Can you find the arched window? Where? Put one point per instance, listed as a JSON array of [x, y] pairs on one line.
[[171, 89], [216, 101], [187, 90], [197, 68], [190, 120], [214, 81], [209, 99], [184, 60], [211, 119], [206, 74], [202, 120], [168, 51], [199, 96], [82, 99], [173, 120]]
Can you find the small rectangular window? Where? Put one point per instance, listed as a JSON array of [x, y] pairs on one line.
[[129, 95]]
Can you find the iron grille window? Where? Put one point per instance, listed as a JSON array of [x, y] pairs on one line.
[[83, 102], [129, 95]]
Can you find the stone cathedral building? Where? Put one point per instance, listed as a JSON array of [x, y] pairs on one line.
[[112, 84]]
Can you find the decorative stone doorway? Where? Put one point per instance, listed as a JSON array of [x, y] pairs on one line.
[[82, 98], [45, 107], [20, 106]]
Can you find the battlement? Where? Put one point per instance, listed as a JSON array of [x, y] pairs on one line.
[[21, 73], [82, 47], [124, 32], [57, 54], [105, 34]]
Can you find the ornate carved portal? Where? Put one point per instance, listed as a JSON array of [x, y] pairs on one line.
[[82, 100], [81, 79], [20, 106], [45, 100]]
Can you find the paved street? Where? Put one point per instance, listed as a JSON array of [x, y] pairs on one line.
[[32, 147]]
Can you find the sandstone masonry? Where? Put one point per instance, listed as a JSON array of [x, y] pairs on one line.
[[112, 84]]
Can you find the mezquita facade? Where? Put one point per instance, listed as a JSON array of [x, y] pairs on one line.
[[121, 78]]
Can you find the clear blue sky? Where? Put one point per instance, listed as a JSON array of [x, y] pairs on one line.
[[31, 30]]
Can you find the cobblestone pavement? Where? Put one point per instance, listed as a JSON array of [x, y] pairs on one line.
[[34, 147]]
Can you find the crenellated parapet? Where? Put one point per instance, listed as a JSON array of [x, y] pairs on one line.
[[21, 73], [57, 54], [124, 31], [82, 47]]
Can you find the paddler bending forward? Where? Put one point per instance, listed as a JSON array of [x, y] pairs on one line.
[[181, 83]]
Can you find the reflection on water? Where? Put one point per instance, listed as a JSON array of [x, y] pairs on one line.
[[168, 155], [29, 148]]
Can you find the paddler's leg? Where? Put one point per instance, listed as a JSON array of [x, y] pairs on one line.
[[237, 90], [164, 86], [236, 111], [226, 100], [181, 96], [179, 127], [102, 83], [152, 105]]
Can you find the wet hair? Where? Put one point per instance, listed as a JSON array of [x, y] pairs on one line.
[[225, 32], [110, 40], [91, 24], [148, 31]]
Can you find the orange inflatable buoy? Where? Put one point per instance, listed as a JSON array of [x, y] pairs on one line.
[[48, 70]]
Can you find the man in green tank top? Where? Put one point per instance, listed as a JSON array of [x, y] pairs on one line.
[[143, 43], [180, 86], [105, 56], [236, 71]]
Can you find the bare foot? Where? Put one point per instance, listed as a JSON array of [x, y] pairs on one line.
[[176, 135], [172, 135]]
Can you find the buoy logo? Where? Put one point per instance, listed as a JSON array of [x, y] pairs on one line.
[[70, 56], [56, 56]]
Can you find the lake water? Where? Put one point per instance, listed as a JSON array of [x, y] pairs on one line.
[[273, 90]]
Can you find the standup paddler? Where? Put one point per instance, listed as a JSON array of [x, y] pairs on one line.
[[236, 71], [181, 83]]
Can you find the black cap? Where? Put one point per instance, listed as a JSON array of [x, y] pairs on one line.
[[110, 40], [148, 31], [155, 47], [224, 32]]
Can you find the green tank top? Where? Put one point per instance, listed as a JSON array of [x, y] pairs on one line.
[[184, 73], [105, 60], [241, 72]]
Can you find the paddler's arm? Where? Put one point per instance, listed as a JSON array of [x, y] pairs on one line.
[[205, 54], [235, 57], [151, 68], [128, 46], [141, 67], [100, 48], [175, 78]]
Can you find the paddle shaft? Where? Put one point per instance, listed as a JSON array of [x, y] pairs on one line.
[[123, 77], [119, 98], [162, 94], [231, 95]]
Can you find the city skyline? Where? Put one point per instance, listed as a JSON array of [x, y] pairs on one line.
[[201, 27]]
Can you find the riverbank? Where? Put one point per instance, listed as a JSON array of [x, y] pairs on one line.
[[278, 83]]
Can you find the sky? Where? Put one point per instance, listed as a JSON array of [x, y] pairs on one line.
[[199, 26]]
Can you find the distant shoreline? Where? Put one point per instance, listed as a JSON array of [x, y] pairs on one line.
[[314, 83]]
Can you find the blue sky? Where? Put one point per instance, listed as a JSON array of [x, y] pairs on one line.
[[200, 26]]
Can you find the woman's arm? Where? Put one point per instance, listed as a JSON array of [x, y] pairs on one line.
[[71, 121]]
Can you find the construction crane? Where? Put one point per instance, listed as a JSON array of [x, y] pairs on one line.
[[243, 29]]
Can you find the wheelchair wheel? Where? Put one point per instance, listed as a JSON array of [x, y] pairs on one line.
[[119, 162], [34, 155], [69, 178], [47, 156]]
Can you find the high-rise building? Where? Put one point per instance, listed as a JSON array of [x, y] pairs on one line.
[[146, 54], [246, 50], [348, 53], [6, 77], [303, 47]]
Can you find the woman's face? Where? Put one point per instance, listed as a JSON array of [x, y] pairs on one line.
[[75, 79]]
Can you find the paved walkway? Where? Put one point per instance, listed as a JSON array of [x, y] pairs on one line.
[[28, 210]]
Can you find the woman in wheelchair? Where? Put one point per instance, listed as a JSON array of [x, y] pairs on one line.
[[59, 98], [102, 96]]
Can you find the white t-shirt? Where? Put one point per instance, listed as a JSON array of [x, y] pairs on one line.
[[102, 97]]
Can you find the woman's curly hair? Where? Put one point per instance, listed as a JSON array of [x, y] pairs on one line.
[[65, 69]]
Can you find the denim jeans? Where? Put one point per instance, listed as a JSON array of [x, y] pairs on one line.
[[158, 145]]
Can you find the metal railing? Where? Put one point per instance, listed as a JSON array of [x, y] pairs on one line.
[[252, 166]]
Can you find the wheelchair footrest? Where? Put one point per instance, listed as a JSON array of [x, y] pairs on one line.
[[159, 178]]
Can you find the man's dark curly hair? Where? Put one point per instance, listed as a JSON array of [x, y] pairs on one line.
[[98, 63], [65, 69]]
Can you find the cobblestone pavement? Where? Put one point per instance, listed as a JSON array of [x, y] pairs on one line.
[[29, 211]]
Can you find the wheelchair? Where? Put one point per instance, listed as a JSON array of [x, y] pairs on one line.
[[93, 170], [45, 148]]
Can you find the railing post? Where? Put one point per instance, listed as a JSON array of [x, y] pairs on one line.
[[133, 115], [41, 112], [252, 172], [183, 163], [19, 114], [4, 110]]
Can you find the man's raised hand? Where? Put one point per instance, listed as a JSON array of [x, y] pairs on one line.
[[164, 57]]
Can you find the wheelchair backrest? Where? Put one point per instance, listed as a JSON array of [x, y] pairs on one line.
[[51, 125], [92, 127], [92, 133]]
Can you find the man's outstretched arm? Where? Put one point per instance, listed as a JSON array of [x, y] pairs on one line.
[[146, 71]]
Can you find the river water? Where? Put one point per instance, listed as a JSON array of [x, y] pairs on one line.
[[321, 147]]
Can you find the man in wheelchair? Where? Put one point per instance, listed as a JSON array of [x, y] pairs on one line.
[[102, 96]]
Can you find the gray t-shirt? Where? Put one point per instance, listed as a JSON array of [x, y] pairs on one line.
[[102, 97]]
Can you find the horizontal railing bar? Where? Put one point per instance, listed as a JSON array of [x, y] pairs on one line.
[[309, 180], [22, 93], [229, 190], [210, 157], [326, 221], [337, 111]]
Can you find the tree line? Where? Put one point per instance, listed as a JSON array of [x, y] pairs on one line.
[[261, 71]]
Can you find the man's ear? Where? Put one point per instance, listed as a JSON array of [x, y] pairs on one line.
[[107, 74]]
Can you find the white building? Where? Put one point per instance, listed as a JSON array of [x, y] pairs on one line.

▸ Prompt
Your answer should consist only of the lines from the one that holds "Can you find the man's ear?" to the end of the entries above, both ends included, each repeated exactly.

▸ Reply
Can you find the man's ear? Where? Put one point per instance, listed as a JSON array of [x, y] pairs on one line.
[[107, 74]]
Can you find the white building? Where? Put one point per instance, listed as a JSON array of [x, y] pairs on one line.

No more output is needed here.